- [Seção de texto]:
⟨
Há, ainda, uma razão essencial para que se defenda a autonomia médica e do paciente neste caso: ainda não existe nenhum antiviral específico contra o coronavírus Sars-CoV-2. Há, no máximo, medicamentos ainda em fase de testes e que parecem ser promissores. Mas, caso realmente se mostrem eficazes, até que cheguem ao mercado continuará havendo pessoas se infectando e necessitando de tratamento. E, quando a outra opção disponível se limita a ir tratando os sintomas e esperar que o corpo vença a batalha contra o vírus (o que nem sempre ocorre, infelizmente), médico e paciente têm todo o direito de, em comum acordo e conscientes das limitações da ciência médica, buscar os meios que, em seu julgamento, podem contribuir para a cura. Negar-lhes essa possibilidade seria muito mais perigoso que dar a médico e paciente o direito de ao menos tentar a cura.

Daí a irrazoabilidade total de não apenas se exigir uma reparação milionária do CFM, como também – e talvez mais ainda – de pretender que famílias de vítimas da Covid sejam indenizadas. Para que tal pleito tivesse um mínimo de sentido, seria preciso provar que, em cada caso específico, o médico tenha prometido ao paciente uma cura garantida, algo que não tinha garantia de entregar; esta atitude poderia ser enquadrada no crime de charlatanismo, previsto no artigo 283 do Código Penal. De resto, se médico e paciente concordaram em recorrer ao tratamento precoce conscientes de suas limitações e de que a cura não era totalmente garantida, não há como pretender uma indenização. Não é preciso ser da área médica para saber que terapias e tratamentos não são 100% garantidos mesmo quando são desenvolvidos especificamente para a condição de que o paciente sofre. Há inúmeros fatores que podem dificultar ou bloquear a resposta ao tratamento. Mesmo assim, não ocorre a ninguém pedir indenização se um familiar falece apesar de os profissionais médicos terem feito todo o possível, empregando sua expertise e as terapias disponíveis.
⟩
- [Linhas listadas]:
⟨
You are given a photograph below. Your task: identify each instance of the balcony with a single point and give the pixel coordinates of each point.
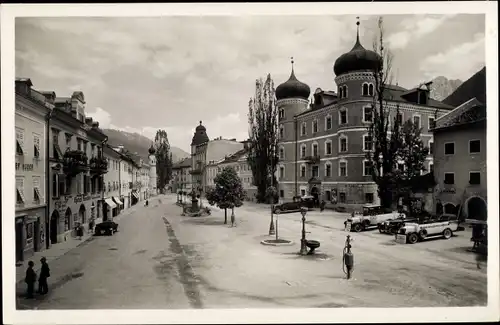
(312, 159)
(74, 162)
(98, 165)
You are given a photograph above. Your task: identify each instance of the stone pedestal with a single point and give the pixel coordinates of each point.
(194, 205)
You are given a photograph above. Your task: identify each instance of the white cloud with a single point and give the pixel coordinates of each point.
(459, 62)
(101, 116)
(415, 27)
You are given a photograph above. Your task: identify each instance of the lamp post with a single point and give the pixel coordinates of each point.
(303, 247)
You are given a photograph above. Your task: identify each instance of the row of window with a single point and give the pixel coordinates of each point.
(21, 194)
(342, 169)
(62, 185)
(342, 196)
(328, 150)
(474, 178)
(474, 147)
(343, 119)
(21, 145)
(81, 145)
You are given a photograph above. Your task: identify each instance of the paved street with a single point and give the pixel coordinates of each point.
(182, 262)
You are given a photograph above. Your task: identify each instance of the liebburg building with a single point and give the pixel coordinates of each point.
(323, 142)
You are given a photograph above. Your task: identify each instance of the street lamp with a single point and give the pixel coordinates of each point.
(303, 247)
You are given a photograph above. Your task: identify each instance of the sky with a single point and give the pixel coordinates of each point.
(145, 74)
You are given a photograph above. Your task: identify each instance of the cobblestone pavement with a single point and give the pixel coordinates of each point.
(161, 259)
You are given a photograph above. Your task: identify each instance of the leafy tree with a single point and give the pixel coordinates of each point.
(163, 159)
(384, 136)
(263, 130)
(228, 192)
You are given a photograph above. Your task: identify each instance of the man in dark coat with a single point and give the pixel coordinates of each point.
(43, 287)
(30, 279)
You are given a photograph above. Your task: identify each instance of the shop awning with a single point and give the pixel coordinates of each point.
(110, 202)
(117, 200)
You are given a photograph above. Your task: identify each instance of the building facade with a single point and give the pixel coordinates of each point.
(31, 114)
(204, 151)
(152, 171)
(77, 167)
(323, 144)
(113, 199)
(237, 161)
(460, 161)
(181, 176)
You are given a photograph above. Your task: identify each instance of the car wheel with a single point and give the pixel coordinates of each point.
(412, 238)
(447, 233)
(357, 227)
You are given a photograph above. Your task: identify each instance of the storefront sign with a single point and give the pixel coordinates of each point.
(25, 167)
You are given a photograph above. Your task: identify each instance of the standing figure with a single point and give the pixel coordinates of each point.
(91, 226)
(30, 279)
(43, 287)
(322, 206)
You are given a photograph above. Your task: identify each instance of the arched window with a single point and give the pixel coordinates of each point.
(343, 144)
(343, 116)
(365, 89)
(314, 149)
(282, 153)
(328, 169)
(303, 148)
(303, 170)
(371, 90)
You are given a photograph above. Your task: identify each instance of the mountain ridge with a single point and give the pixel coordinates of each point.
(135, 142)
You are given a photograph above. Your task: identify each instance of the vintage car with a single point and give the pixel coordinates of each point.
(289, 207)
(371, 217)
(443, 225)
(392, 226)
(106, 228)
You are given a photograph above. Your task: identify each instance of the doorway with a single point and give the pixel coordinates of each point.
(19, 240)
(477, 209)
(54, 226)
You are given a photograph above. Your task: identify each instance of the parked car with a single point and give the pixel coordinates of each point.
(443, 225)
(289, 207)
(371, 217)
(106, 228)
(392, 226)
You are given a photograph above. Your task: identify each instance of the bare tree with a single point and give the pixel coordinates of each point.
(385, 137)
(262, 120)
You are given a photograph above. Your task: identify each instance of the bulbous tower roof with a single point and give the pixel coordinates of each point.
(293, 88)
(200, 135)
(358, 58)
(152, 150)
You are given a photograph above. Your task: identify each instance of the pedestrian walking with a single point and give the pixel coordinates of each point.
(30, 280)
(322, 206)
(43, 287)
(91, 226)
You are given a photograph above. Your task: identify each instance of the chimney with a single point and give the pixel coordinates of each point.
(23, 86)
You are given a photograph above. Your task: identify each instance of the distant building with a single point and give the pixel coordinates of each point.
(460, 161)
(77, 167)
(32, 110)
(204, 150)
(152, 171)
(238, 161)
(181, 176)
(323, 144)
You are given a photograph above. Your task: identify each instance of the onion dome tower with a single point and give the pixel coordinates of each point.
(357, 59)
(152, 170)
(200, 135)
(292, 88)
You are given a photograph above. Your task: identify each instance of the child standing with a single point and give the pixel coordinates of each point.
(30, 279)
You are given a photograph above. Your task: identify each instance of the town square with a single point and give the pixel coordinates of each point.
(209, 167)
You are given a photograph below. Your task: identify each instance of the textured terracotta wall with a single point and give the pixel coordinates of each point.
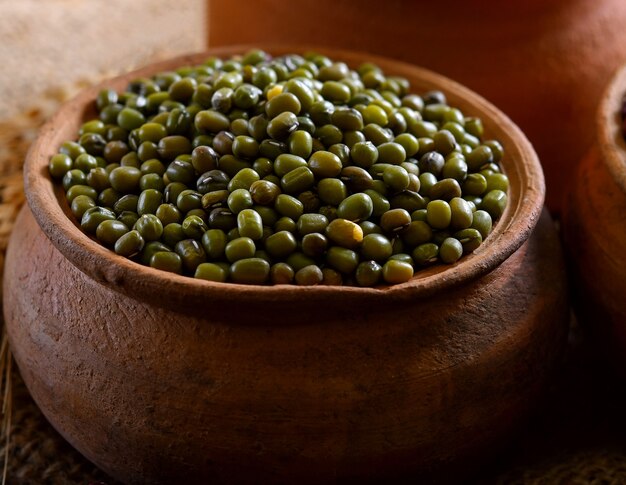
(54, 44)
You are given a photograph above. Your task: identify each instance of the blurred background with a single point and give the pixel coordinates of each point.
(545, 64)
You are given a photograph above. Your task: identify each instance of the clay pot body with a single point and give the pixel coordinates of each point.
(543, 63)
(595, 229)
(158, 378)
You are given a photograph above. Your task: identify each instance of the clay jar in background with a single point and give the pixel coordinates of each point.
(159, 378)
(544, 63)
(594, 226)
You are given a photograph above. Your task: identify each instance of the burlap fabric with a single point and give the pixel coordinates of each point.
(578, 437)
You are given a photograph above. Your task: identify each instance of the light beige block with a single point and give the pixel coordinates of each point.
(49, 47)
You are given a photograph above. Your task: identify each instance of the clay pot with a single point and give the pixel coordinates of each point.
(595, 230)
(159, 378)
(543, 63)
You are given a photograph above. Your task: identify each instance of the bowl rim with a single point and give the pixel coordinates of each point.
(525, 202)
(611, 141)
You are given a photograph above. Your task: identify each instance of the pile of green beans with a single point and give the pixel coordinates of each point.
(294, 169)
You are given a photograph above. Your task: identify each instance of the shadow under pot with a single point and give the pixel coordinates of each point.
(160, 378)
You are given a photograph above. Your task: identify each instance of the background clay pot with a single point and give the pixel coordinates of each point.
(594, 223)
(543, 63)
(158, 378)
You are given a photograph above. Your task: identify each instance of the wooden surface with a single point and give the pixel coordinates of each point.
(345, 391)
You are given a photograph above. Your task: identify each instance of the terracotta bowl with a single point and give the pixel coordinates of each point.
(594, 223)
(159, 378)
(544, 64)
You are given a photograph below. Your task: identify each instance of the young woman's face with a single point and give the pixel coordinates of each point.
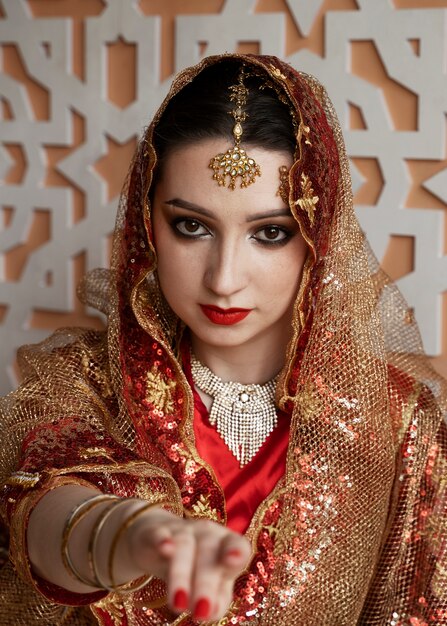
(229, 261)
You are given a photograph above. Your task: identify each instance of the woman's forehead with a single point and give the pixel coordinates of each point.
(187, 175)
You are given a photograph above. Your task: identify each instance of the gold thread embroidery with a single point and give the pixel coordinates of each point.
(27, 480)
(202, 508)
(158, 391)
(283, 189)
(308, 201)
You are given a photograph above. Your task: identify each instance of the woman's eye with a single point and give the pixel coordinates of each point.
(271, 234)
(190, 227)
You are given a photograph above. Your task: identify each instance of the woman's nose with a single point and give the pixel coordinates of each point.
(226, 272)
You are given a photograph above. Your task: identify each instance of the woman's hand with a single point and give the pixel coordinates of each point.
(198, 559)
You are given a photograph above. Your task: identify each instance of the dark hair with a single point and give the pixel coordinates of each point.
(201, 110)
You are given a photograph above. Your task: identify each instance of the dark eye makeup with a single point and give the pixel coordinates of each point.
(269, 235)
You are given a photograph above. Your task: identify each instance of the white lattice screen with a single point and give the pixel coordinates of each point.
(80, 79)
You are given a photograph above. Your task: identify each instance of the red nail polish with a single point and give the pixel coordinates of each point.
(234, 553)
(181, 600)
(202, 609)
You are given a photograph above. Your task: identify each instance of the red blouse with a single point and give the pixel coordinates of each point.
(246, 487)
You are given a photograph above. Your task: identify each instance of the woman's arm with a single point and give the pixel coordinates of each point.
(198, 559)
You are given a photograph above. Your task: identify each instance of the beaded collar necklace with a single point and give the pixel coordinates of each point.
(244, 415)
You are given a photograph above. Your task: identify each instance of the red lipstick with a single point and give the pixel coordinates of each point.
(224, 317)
⟩
- [Requisito A]:
De acordo com a seção de texto, em qual artigo do Código Penal está previsto o crime de charlatanismo?
- [Requisito B]:
Reescreva tudo o que vai de "Há, ainda, uma" até "tentar a cura." na seção de texto, trocando "paciente" por "doente".

- [Campo de resposta A]:
No artigo 283 do Código Penal.

- [Campo de resposta B]:
Há, ainda, uma razão essencial para que se defenda a autonomia médica e do doente neste caso: ainda não existe nenhum antiviral específico contra o coronavírus Sars-CoV-2. Há, no máximo, medicamentos ainda em fase de testes e que parecem ser promissores. Mas, caso realmente se mostrem eficazes, até que cheguem ao mercado continuará havendo pessoas se infectando e necessitando de tratamento. E, quando a outra opção disponível se limita a ir tratando os sintomas e esperar que o corpo vença a batalha contra o vírus (o que nem sempre ocorre, infelizmente), médico e doente têm todo o direito de, em comum acordo e conscientes das limitações da ciência médica, buscar os meios que, em seu julgamento, podem contribuir para a cura. Negar-lhes essa possibilidade seria muito mais perigoso que dar a médico e doente o direito de ao menos tentar a cura.